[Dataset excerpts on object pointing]
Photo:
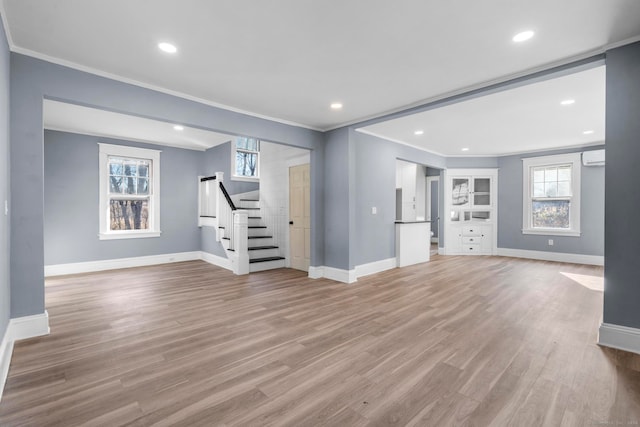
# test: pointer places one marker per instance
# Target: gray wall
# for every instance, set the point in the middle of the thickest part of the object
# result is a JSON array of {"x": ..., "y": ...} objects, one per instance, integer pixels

...

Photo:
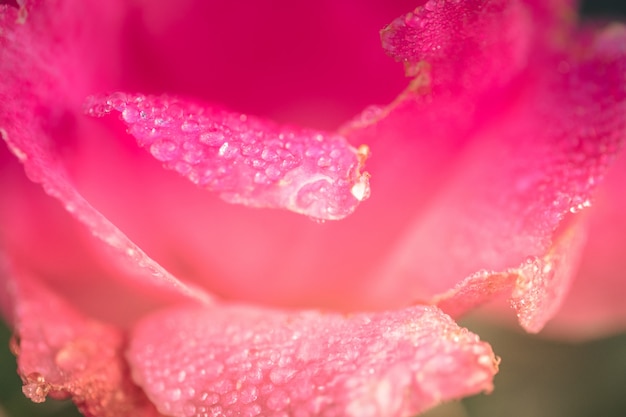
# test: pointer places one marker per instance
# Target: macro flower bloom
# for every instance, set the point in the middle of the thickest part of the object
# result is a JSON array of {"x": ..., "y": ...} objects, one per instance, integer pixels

--

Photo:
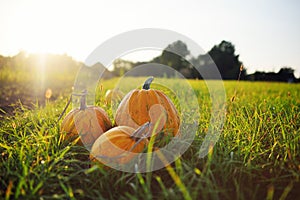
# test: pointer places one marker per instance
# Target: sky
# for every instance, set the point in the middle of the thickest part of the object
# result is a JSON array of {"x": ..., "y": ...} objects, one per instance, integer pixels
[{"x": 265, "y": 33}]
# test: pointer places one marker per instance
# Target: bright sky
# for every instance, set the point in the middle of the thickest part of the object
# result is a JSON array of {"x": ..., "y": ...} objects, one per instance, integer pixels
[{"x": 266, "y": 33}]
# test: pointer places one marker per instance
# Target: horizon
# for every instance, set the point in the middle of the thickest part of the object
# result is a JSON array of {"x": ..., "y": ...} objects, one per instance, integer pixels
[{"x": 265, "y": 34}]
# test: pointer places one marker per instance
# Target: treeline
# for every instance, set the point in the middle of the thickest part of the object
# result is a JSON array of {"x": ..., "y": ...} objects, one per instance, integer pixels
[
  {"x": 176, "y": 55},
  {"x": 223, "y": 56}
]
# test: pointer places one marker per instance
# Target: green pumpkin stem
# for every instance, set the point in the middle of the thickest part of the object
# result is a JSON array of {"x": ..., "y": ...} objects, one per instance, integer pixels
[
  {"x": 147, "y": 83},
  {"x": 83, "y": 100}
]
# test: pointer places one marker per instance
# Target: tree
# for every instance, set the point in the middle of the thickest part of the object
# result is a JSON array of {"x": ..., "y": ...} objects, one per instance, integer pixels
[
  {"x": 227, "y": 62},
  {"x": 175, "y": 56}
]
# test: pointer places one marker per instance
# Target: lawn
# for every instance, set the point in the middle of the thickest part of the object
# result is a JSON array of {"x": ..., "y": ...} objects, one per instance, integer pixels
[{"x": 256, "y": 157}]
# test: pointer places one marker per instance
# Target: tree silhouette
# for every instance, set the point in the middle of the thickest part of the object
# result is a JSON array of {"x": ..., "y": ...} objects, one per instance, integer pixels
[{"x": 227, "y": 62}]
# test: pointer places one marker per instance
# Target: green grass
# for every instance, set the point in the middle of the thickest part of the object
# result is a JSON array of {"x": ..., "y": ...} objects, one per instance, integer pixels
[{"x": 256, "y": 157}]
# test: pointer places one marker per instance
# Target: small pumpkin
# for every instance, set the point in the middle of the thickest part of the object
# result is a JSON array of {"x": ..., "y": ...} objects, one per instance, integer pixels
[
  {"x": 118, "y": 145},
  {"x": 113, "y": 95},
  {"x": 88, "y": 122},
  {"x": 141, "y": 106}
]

■ **WORK REQUIRED**: Tally how many lines in the entries above contain the string "green", treating case as significant. Reply with the number alone.

■ **PROBLEM SOLUTION**: 2